Passage given:
****************************************

The point is that COMPACT ON CLOSE is not conditional, and there is no prompt that asks you if you want to run it. You don't get a chance to do a backup before it runs, so if you have it turned on and it kicks in when your database is in that very rare state, you could lose data that you'd otherwise be able to recover if you did not run the compact operation.
So, in short, nobody with any understanding of Jet/ACE and compacting ever turns on COMPACT ON CLOSE.
For a single user, you can just compact as needed.
For a shared application, some kind of scheduled maintenance script is the best thing, usually running overnight on the file server. That script would make a backup of the file, then run the compact. It's quite a simple script to write in VBScript, and easily scheduled.
Last of all, if your application frequently deletes large numbers of records, in most cases that's an indication of a design error. Records that are added and deleted in regular production use are TEMPORARY DATA and don't belong in your main data file, both logically speaking and pragmatically speaking.
All of my production apps have a temp database as part of the architecture, and all temp tables are stored there. I never bother to compact the temp databases. If for some reason performance bogged down because of bloat within the temp database, I'd just copy a pristine empty copy of the temp database over top of the old one, since none of the data in there is anything other than temporary. This reduces churn and bloat in front end or back end and greatly reduces the frequency of necessary compacts on the back end data file.

****************************************

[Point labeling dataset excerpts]
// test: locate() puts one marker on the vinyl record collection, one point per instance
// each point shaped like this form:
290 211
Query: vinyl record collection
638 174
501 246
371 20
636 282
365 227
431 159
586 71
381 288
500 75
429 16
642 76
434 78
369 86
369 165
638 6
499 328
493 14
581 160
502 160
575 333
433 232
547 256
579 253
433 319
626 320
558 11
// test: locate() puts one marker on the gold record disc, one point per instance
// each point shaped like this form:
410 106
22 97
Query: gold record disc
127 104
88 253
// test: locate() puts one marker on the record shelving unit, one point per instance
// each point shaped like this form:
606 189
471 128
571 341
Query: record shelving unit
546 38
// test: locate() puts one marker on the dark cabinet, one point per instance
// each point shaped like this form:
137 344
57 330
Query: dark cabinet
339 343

****************************************

Set exercise: Transcribe the passage on Compact on Close between "Last of all, if" and "and pragmatically speaking.", inclusive.

Worked answer:
Last of all, if your application frequently deletes large numbers of records, in most cases that's an indication of a design error. Records that are added and deleted in regular production use are TEMPORARY DATA and don't belong in your main data file, both logically speaking and pragmatically speaking.